• _What you need to do_: Format every line of the entries below as a JSON list of strings, one string per line, omitting blank lines.

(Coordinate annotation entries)
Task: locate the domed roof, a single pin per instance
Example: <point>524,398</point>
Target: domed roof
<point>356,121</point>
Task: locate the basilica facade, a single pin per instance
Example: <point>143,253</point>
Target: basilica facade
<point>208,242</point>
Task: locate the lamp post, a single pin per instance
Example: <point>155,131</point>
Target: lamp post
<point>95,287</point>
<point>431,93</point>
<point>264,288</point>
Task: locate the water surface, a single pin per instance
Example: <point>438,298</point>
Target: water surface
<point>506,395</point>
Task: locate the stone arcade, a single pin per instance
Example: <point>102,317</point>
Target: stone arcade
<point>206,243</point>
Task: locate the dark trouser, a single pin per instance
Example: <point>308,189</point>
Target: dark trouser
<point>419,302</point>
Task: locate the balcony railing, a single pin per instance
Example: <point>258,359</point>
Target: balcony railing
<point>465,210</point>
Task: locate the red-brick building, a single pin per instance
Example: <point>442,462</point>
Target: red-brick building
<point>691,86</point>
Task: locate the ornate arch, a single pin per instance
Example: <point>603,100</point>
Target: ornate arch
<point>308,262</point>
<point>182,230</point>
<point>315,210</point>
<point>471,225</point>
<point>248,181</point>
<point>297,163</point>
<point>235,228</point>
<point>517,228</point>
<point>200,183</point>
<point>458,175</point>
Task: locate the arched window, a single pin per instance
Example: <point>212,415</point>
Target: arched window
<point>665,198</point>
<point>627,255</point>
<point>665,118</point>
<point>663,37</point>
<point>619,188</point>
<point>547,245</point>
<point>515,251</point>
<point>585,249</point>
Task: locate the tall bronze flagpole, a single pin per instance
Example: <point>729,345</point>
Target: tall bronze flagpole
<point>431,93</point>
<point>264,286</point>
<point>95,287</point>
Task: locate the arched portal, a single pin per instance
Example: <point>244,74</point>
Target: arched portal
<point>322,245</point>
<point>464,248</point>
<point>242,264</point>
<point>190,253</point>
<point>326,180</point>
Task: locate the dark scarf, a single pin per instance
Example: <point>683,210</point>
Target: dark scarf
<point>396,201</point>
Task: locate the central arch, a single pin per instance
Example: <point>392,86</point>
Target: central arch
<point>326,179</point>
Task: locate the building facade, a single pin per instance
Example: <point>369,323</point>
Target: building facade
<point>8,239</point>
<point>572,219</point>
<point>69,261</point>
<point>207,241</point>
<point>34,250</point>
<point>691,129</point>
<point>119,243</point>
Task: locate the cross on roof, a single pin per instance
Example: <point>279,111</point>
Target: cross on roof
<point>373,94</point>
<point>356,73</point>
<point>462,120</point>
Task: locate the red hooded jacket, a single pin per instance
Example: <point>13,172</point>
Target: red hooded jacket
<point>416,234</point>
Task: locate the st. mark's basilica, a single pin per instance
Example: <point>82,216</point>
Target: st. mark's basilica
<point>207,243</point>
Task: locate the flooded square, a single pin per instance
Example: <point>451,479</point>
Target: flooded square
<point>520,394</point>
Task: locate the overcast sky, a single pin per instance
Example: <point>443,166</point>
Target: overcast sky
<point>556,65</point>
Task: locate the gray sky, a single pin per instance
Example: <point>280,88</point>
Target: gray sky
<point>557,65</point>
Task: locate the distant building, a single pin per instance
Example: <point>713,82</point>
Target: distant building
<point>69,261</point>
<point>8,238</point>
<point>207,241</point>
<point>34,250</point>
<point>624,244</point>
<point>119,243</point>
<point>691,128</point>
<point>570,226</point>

• _Written response_:
[
  "Task: locate the domed roof, a single pin per instance",
  "Example: <point>524,398</point>",
  "Target: domed roof",
  "<point>356,121</point>",
  "Task: locate the basilica facade, a single pin per instance",
  "Example: <point>143,253</point>",
  "Target: basilica facade",
  "<point>208,242</point>",
  "Task: locate the lamp post, a single pin per instance",
  "Example: <point>155,131</point>",
  "Target: lamp post",
  "<point>95,287</point>",
  "<point>431,93</point>",
  "<point>264,288</point>",
  "Task: locate the water surface, a single pin per instance",
  "Example: <point>438,298</point>",
  "Target: water surface",
  "<point>506,395</point>",
  "Task: locate the stone arcade, a single pin per instance",
  "Example: <point>102,317</point>",
  "Target: stone arcade",
  "<point>206,243</point>",
  "Task: locate the dark trouser, a single pin per instance",
  "Example: <point>308,189</point>",
  "Target: dark trouser",
  "<point>419,302</point>",
  "Task: locate the balcony railing, a single pin per instance",
  "Example: <point>258,359</point>",
  "Target: balcony railing",
  "<point>465,210</point>",
  "Task: locate the red-brick building, a single pin per instance",
  "Example: <point>442,462</point>",
  "Target: red-brick building",
  "<point>691,86</point>",
  "Task: locate the ornate arch, a single pin per instance",
  "Example: <point>603,100</point>",
  "Target: ornate arch",
  "<point>308,262</point>",
  "<point>182,230</point>",
  "<point>315,210</point>",
  "<point>471,225</point>",
  "<point>248,181</point>",
  "<point>297,163</point>",
  "<point>235,228</point>",
  "<point>517,228</point>",
  "<point>200,183</point>",
  "<point>458,175</point>",
  "Task: locate the arched window, a single pin per instance",
  "Example: <point>212,415</point>",
  "Target: arched window",
  "<point>665,198</point>",
  "<point>627,255</point>",
  "<point>665,118</point>",
  "<point>663,37</point>",
  "<point>619,188</point>",
  "<point>547,245</point>",
  "<point>515,251</point>",
  "<point>585,249</point>",
  "Task: locate the tall bronze flagpole, a single pin per instance",
  "Example: <point>729,345</point>",
  "Target: tall bronze flagpole",
  "<point>431,93</point>",
  "<point>264,286</point>",
  "<point>95,287</point>",
  "Task: locate the arched portal, a single pin per instance",
  "Example: <point>244,74</point>",
  "Target: arched portal",
  "<point>322,245</point>",
  "<point>464,248</point>",
  "<point>242,264</point>",
  "<point>190,253</point>",
  "<point>326,180</point>",
  "Task: locate the dark scarf, a single pin per instance",
  "Example: <point>683,210</point>",
  "Target: dark scarf",
  "<point>396,201</point>",
  "Task: locate the central arch, a single pin per instance",
  "Example: <point>392,86</point>",
  "Target: central arch",
  "<point>326,179</point>",
  "Task: locate the building facade, a single pin per instance",
  "Example: <point>369,323</point>",
  "Target: building facade",
  "<point>8,239</point>",
  "<point>572,219</point>",
  "<point>69,261</point>",
  "<point>207,241</point>",
  "<point>34,250</point>",
  "<point>691,129</point>",
  "<point>119,243</point>",
  "Task: locate the cross on roof, a single pin per instance",
  "Example: <point>279,111</point>",
  "Target: cross on roof",
  "<point>373,94</point>",
  "<point>356,73</point>",
  "<point>462,120</point>",
  "Task: locate the red hooded jacket, a single pin per instance",
  "Example: <point>13,172</point>",
  "Target: red hooded jacket",
  "<point>416,234</point>",
  "Task: locate the st. mark's basilica, a single pin per instance",
  "Example: <point>82,216</point>",
  "Target: st. mark's basilica",
  "<point>207,243</point>",
  "Task: locate the flooded square, a single pin per instance",
  "Example: <point>451,479</point>",
  "Target: flooded square",
  "<point>520,394</point>",
  "Task: locate the overcast sky, a single pin per instance",
  "Example: <point>443,166</point>",
  "Target: overcast sky",
  "<point>556,65</point>",
  "Task: locate the gray sky, a single pin per instance",
  "Example: <point>280,88</point>",
  "Target: gray sky",
  "<point>557,65</point>",
  "Task: locate the distant building, a single pin per instance",
  "Example: <point>713,82</point>",
  "Target: distant building",
  "<point>69,261</point>",
  "<point>8,238</point>",
  "<point>207,241</point>",
  "<point>34,250</point>",
  "<point>624,244</point>",
  "<point>119,243</point>",
  "<point>691,128</point>",
  "<point>570,226</point>"
]